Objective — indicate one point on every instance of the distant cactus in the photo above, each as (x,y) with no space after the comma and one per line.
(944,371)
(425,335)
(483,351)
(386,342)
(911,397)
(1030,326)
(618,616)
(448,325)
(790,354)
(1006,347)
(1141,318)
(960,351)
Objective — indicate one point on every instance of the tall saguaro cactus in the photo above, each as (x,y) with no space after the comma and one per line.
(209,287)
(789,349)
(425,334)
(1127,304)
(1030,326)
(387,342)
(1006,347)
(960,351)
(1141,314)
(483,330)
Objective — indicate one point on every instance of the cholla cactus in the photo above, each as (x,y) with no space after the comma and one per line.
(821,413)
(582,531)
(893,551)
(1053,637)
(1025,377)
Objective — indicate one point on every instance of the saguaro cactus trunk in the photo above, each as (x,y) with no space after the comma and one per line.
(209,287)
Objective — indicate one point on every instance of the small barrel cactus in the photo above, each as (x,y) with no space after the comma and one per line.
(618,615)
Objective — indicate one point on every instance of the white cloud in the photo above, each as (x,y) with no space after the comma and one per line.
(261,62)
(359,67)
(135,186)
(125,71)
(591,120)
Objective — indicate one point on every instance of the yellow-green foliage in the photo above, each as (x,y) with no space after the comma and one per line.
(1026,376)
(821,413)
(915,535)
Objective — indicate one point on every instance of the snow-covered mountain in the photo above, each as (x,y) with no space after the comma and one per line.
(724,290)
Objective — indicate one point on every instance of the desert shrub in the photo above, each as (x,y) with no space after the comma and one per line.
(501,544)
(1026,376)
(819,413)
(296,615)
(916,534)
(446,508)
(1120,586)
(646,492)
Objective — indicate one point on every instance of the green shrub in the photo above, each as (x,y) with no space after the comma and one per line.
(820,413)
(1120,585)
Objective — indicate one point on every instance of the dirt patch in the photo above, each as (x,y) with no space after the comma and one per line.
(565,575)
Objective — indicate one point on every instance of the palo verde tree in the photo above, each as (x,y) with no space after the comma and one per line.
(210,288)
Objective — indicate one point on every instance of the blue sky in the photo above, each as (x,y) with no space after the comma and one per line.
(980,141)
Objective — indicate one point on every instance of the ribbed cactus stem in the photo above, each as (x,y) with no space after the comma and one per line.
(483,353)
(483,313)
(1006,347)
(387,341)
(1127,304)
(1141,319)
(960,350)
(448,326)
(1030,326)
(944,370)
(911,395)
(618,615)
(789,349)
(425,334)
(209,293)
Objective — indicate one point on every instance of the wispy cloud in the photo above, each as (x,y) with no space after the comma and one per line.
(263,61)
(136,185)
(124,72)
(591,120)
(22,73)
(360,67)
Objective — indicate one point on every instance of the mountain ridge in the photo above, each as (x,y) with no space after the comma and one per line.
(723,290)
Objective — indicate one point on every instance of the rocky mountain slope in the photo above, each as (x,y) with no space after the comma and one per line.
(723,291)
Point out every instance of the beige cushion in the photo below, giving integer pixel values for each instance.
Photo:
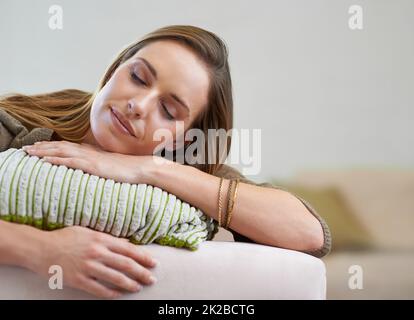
(346, 230)
(381, 199)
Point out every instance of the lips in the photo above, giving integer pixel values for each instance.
(123, 121)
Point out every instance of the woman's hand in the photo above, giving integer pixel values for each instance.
(95, 161)
(88, 257)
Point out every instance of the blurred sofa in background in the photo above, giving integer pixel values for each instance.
(371, 216)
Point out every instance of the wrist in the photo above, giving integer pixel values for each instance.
(23, 246)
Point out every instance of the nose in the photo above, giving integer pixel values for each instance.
(139, 106)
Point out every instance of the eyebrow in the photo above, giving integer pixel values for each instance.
(154, 74)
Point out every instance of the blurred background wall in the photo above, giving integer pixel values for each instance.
(335, 105)
(324, 95)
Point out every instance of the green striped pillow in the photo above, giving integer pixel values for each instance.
(48, 196)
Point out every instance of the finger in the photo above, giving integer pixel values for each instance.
(133, 251)
(114, 277)
(130, 266)
(97, 289)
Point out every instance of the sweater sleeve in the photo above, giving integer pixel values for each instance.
(229, 172)
(13, 134)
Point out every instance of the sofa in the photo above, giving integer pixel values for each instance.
(370, 212)
(219, 269)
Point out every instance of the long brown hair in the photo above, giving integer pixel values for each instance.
(67, 112)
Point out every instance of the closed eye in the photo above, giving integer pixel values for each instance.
(169, 115)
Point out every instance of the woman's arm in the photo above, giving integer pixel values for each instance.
(267, 216)
(86, 257)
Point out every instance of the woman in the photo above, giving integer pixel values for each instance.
(174, 74)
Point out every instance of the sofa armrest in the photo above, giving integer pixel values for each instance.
(217, 270)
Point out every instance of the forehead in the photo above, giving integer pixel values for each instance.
(179, 71)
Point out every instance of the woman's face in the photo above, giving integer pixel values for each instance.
(162, 84)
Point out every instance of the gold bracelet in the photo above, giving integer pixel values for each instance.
(229, 198)
(232, 203)
(220, 201)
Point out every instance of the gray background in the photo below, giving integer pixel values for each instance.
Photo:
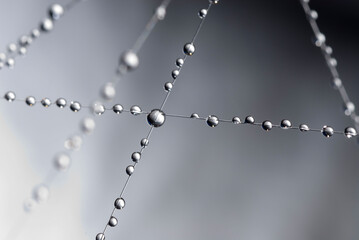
(194, 182)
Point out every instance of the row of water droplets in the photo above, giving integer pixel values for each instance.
(327, 51)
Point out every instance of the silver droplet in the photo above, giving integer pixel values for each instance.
(285, 124)
(249, 119)
(175, 74)
(23, 51)
(327, 131)
(161, 12)
(350, 132)
(88, 125)
(136, 156)
(333, 62)
(46, 102)
(31, 101)
(120, 203)
(313, 14)
(29, 205)
(62, 162)
(41, 194)
(118, 108)
(179, 62)
(267, 125)
(329, 50)
(129, 170)
(320, 39)
(194, 115)
(168, 86)
(337, 83)
(56, 11)
(129, 61)
(189, 49)
(35, 33)
(12, 48)
(10, 96)
(46, 25)
(144, 142)
(10, 63)
(303, 128)
(236, 120)
(25, 41)
(349, 108)
(156, 118)
(73, 143)
(98, 108)
(100, 236)
(202, 13)
(112, 222)
(75, 106)
(61, 102)
(108, 92)
(2, 57)
(135, 110)
(212, 121)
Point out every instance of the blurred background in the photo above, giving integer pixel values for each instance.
(193, 182)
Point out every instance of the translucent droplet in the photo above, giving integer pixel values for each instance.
(156, 118)
(98, 108)
(61, 102)
(161, 12)
(202, 13)
(175, 74)
(327, 131)
(129, 61)
(56, 11)
(236, 120)
(31, 101)
(168, 86)
(249, 119)
(303, 128)
(100, 236)
(25, 41)
(144, 142)
(46, 25)
(212, 121)
(285, 124)
(179, 62)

| Aim of the exercise |
From the listing above, copy every line that holds the string "below".

| Completed exercise |
Point out every instance of the beige cushion in the photo below, giving integer pixel values for each instance.
Point out every instance of the gray background in the photo below, giving integer pixel values for each instance.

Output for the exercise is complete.